== Dataset excerpts

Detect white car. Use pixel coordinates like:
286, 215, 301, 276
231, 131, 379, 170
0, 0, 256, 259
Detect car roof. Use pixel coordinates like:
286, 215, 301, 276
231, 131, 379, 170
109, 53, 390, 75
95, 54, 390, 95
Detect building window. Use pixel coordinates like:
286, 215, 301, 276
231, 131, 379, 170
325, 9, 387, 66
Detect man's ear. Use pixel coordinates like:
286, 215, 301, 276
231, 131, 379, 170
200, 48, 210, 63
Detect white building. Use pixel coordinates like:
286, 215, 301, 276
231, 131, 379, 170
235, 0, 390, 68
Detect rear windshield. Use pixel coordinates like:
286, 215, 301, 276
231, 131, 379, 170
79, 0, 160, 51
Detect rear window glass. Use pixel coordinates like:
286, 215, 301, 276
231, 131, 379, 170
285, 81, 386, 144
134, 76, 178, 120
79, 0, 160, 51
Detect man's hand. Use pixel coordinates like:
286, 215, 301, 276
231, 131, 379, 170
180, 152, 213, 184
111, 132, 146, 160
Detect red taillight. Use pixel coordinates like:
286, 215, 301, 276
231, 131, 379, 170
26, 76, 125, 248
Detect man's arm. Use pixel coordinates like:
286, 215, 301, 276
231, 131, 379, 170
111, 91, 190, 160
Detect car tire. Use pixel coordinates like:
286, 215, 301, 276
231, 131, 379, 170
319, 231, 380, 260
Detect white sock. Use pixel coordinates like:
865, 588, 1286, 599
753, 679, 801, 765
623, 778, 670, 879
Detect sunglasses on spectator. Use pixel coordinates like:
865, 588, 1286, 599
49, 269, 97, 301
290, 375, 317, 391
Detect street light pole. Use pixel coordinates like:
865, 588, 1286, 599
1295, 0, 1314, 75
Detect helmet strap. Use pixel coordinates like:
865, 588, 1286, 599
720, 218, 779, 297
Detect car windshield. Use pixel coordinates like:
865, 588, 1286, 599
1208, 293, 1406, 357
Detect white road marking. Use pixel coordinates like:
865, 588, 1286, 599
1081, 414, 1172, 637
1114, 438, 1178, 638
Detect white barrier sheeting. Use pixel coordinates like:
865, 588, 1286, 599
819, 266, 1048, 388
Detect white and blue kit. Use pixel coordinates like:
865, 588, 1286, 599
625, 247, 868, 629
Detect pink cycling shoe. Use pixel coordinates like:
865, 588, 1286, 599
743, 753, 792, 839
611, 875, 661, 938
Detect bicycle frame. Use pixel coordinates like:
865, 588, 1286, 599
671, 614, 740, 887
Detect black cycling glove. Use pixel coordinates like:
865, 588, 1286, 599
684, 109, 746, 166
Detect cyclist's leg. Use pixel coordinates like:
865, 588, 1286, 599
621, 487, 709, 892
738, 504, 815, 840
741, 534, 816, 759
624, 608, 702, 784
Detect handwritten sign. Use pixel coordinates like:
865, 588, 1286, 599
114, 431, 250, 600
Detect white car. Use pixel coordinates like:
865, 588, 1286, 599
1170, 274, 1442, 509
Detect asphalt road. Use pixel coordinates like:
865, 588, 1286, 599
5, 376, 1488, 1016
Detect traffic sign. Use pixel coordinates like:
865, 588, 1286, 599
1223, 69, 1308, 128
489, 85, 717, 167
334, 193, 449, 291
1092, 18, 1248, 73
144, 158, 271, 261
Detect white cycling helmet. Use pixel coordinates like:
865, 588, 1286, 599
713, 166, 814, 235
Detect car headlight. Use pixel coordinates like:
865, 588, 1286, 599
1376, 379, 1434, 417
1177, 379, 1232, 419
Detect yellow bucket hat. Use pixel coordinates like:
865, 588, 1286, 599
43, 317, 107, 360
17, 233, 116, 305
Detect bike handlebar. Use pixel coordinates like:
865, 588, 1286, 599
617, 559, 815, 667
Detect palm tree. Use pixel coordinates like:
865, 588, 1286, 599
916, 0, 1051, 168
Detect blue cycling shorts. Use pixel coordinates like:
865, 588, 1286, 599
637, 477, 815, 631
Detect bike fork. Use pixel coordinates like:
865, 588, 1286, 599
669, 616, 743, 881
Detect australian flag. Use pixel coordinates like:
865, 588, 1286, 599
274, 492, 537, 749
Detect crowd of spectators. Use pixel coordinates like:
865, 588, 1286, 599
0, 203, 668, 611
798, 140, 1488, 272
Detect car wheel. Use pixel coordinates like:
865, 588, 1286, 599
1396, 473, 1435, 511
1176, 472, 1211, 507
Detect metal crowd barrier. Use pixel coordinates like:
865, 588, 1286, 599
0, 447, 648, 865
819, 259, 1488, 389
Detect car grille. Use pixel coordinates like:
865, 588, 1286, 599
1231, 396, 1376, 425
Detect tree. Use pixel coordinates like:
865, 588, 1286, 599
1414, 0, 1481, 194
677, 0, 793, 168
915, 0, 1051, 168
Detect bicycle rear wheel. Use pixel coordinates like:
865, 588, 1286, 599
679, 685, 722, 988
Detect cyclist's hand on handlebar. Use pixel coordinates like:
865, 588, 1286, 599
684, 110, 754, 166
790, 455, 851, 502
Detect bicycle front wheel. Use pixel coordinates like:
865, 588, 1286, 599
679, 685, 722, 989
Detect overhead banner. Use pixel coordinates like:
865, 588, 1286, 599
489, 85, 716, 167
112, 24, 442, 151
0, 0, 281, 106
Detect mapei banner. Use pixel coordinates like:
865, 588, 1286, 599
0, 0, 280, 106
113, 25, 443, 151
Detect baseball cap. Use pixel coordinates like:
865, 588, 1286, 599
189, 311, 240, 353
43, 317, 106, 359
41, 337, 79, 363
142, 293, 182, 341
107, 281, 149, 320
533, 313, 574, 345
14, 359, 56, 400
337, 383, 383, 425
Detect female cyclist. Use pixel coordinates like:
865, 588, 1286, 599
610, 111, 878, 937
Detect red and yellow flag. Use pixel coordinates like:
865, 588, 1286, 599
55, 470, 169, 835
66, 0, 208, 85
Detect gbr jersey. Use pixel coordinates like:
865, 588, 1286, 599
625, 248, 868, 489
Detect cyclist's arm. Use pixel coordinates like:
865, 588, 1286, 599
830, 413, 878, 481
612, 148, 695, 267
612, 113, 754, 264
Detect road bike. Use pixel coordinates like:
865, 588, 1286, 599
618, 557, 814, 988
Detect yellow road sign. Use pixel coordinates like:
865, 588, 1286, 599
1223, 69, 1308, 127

====

Nothing but a number should be given: how many lines in the listing hold the word "window".

2